Dataset entries:
# # # # #

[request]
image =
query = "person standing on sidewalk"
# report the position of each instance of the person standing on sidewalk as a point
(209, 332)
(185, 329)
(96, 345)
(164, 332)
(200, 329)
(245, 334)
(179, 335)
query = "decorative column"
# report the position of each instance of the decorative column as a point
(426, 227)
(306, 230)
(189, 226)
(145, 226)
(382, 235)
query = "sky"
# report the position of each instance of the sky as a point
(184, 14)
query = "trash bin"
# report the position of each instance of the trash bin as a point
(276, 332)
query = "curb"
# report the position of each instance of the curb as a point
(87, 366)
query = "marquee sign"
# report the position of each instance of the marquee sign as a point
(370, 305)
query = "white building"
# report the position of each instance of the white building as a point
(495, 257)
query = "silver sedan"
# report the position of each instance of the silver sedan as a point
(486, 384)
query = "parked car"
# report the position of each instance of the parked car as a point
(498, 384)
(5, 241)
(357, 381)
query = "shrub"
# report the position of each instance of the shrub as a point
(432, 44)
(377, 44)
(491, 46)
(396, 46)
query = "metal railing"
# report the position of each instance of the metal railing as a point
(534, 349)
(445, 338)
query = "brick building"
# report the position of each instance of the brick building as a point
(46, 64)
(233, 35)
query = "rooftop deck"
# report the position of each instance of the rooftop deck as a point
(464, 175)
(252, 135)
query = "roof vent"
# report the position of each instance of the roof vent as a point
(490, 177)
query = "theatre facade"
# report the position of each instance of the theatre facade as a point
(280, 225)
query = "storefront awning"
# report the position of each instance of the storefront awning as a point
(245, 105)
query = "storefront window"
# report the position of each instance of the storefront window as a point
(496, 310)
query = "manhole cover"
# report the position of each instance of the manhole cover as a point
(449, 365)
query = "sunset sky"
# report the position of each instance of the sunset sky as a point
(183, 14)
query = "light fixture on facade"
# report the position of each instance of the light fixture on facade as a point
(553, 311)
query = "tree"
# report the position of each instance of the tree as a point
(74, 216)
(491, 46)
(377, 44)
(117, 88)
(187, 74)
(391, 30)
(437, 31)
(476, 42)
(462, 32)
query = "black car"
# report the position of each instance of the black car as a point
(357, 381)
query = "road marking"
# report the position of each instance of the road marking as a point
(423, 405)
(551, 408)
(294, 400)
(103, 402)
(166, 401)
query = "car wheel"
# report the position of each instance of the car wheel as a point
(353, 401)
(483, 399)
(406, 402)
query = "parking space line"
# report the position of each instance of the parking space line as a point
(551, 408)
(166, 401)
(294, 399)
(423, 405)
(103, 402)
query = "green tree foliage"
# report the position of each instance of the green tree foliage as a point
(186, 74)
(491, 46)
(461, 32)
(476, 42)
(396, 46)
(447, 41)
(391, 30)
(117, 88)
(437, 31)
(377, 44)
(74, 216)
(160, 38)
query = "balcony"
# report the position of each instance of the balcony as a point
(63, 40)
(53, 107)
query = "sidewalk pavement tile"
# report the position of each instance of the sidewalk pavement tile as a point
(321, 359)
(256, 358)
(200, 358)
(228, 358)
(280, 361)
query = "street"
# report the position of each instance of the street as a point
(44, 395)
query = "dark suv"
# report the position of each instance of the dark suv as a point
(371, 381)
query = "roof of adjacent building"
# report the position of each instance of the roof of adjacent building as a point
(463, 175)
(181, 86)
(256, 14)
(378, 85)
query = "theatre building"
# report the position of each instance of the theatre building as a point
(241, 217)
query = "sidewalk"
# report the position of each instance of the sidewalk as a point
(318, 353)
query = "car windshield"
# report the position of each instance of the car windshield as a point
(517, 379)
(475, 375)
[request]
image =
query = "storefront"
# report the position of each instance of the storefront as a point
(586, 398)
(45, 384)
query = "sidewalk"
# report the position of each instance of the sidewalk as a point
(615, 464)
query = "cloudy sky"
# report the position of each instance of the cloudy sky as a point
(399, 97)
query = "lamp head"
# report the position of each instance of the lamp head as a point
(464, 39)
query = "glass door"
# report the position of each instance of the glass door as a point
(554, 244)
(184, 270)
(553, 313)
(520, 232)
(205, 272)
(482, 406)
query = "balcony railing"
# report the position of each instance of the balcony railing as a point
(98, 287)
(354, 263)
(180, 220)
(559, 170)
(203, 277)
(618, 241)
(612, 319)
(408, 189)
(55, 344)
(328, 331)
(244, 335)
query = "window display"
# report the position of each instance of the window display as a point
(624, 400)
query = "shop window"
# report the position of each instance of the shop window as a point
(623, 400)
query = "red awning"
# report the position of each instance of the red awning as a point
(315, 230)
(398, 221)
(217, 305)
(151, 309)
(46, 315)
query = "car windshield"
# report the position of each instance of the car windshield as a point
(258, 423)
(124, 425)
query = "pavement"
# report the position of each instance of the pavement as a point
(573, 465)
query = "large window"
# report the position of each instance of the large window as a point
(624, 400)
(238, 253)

# # # # #

Instruction: Extract all the entries word for word.

Output below:
[request]
image =
query = "person standing on sidewalk"
# report the position of each instance of the person standing on sidewalk as a point
(209, 332)
(185, 329)
(96, 345)
(164, 332)
(200, 329)
(245, 334)
(179, 335)
query = "decorative column"
# report the position of each instance of the decorative column as a point
(426, 227)
(306, 230)
(189, 226)
(145, 226)
(382, 235)
query = "sky"
# report the position of each instance of the sky as a point
(184, 14)
query = "trash bin"
# report the position of each instance of the trash bin as a point
(276, 332)
query = "curb"
# report the position of each instance of the curb as a point
(87, 366)
query = "marquee sign"
# report the position of each instance of the marquee sign as a point
(370, 305)
query = "white building"
# report the position of each instance of the white building as a point
(495, 257)
query = "silver sedan"
# report the position of each instance of the silver sedan as a point
(486, 384)
query = "parked car"
# report the position of each instance of the parked car as a point
(498, 384)
(5, 241)
(357, 381)
query = "shrub"
# report the position of each instance of the shrub as a point
(432, 44)
(377, 44)
(491, 46)
(396, 46)
query = "metal railing"
# report the position of each instance of the metal railing as a point
(534, 349)
(445, 338)
query = "brick building"
# report the position of each instance of the brick building as a point
(46, 64)
(233, 35)
query = "rooftop deck"
# report the position of each instance of the rooftop deck as a point
(464, 175)
(252, 135)
query = "roof vent"
# report the position of each instance of the roof vent as a point
(490, 177)
query = "theatre facade"
# report the position of each instance of the theatre facade as a point
(280, 225)
query = "storefront awning"
# report the position of each instance of the storefront awning as a point
(245, 105)
query = "storefront window"
# report the position of each instance of the storefront window as a point
(496, 310)
query = "manhole cover"
# report the position of each instance of the manhole cover as a point
(449, 365)
query = "sunset sky"
# report the position of each instance of the sunset sky as a point
(183, 14)
query = "light fixture on facade"
# report the position of each instance of the light fixture on facade as a point
(553, 311)
query = "tree"
# report the position of each instance of the tree as a point
(74, 216)
(491, 46)
(377, 44)
(117, 88)
(187, 74)
(391, 30)
(437, 31)
(476, 42)
(462, 32)
query = "black car"
# report the position of each instance of the black car as a point
(357, 381)
query = "road marking"
# report the position of each instance of the road marking as a point
(423, 405)
(551, 408)
(294, 400)
(103, 402)
(166, 401)
query = "car wheel"
# report the position of each instance of the car wheel as a point
(353, 401)
(483, 399)
(406, 402)
query = "parking space line"
# report the position of each instance of the parking space line as a point
(551, 408)
(166, 401)
(294, 399)
(423, 405)
(103, 402)
query = "green tree foliage"
# report the position of each instance of the green tree foliage as a point
(186, 74)
(491, 46)
(461, 32)
(476, 42)
(396, 46)
(447, 41)
(391, 30)
(117, 88)
(437, 31)
(377, 44)
(74, 216)
(160, 38)
query = "balcony"
# report the position of each instance of the balcony as a point
(63, 40)
(53, 107)
query = "sidewalk pavement tile"
# report the position of each instance of the sidewalk pavement tile as a point
(321, 359)
(256, 358)
(200, 358)
(228, 358)
(280, 361)
query = "street"
# report the position of each instance of the street as a point
(44, 395)
query = "dark suv"
# report the position of each instance of the dark suv as a point
(371, 381)
query = "roof of adjacent building"
# report the position of each instance of the roof of adjacent building as a point
(463, 175)
(181, 86)
(256, 14)
(378, 85)
query = "theatre building"
# report the position of each instance of the theatre building as a point
(241, 217)
query = "sidewalk"
# report the position of each instance of the sidewalk as a point
(318, 353)
query = "car windshield"
# report the position of each instance of the car windshield as a point
(517, 379)
(475, 375)
[request]
image =
query = "storefront"
# report the position of each instance of the storefront as a point
(586, 398)
(45, 384)
query = "sidewalk"
# report the position of each instance of the sidewalk as a point
(615, 464)
query = "cloudy sky"
# report the position of each instance of the cloudy sky as a point
(399, 97)
query = "lamp head"
# report the position of each instance of the lamp head as a point
(464, 39)
query = "glass door"
# report the position of each instance of the glass door as a point
(554, 244)
(184, 270)
(553, 313)
(520, 232)
(205, 272)
(482, 406)
query = "balcony railing"
# report the position of each instance of the balcony railing as a point
(98, 287)
(354, 263)
(180, 220)
(559, 170)
(203, 277)
(618, 241)
(612, 319)
(408, 189)
(55, 344)
(328, 331)
(244, 335)
query = "window display"
# report the position of each instance of the window display as a point
(624, 400)
query = "shop window"
# report the position of each instance of the shop window as a point
(623, 400)
query = "red awning"
# report the position of each instance of the red awning as a point
(315, 230)
(398, 221)
(217, 305)
(151, 309)
(46, 315)
query = "car windshield"
# report the position of each instance of the car windshield as a point
(258, 423)
(124, 425)
query = "pavement"
# report the position of each instance of the pavement as a point
(573, 465)
query = "large window"
# report the position of each instance of the large window as a point
(624, 400)
(238, 253)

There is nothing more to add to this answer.